━━ 読解文
「ナチスに追われたユダヤ人少女を守り抜いた、気高き少年騎士とその家族の戦いの記録。」ホワイトバード はじまりのワンダー じゃいさんの映画レビュー(感想・評価)
ナチスに追われたユダヤ人少女を守り抜いた、気高き少年騎士とその家族の戦いの記録。
『ワンダー 君は太陽』は未見。
とにかく、ポスターのヒロインが可愛いという「だけ」の理由で鑑賞。
総じてとても面白かったけど、若干、細部にはひっかかりもあったかな。
『ワンダー』のほうは、たぶん観ていなくても、ほとんどのパートが前作とは関連のない話なので、あんまり問題はなかったような。
ナチス傀儡のヴィシー政権下のフランスで、ユダヤ人の少女が納屋に匿われる『アンネの日記』のような話なのだが、基本的に匿う側がすがすがしいまでの「善意」に満ちた家族で、そこは最後まで一貫していて、サスペンスが「ない」というのが、逆に珍しいタイプの物語だった。
今年、やはりフランスが舞台のホロコーストもので、ヴィシー政権下の農村部でユダヤ人を匿う話を観たけど、あれはなんだったっけと記憶をたどったら、クロード・ルルーシュ版の『レ・ミゼラブル』(95)だった。あれは匿ってくれていた家族に「裏切られる」話だったが、神父様の経営する学校によってヒロインがユダヤ人狩りから守られる展開はまったく一緒で、もしかすると「同じフランスの学校」がモデルになっているのかもしれない。
前半のあたりはちょっと眠たくなる部分もあったが、学校にナチスが抜き打ちユダヤ人狩りに押しかけてきてからは、手に汗握る展開が待っていた。
━━━━
◆ 課題 ◆
映画レビューから、「ナチス傀儡のヴィシー政権下の」という語を含むところで始まり「になっているのかもしれない。」で終わる部分を、一字一句変えずに抜き出しなさい。
━━ 提示データ
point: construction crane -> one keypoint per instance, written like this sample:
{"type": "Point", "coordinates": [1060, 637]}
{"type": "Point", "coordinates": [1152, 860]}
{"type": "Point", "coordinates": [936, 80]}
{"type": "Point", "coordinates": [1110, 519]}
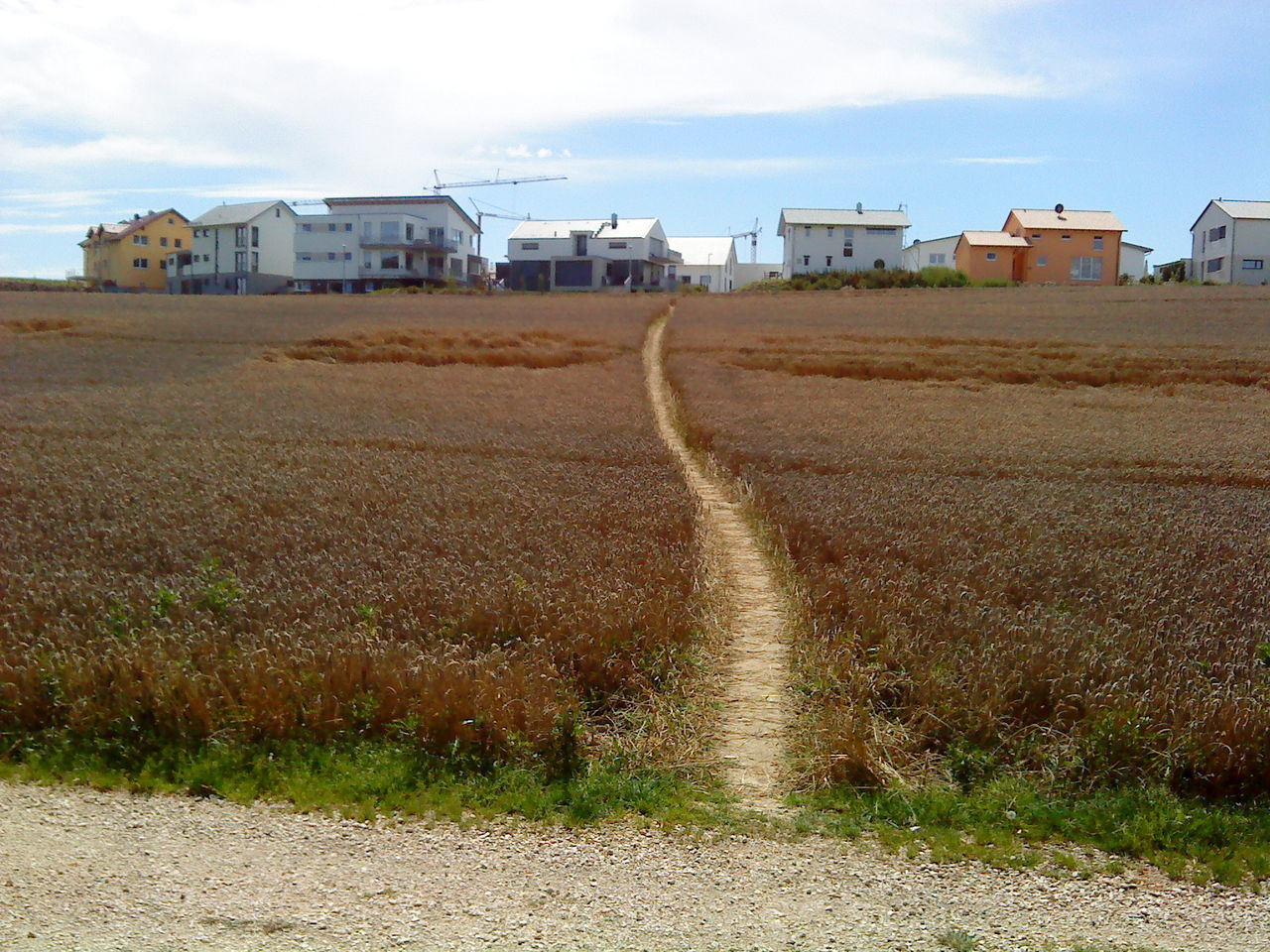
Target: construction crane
━━━━
◆ 正答 ◆
ナチス傀儡のヴィシー政権下のフランスで、ユダヤ人の少女が納屋に匿われる『アンネの日記』のような話なのだが、基本的に匿う側がすがすがしいまでの「善意」に満ちた家族で、そこは最後まで一貫していて、サスペンスが「ない」というのが、逆に珍しいタイプの物語だった。
今年、やはりフランスが舞台のホロコーストもので、ヴィシー政権下の農村部でユダヤ人を匿う話を観たけど、あれはなんだったっけと記憶をたどったら、クロード・ルルーシュ版の『レ・ミゼラブル』(95)だった。あれは匿ってくれていた家族に「裏切られる」話だったが、神父様の経営する学校によってヒロインがユダヤ人狩りから守られる展開はまったく一緒で、もしかすると「同じフランスの学校」がモデルになっているのかもしれない。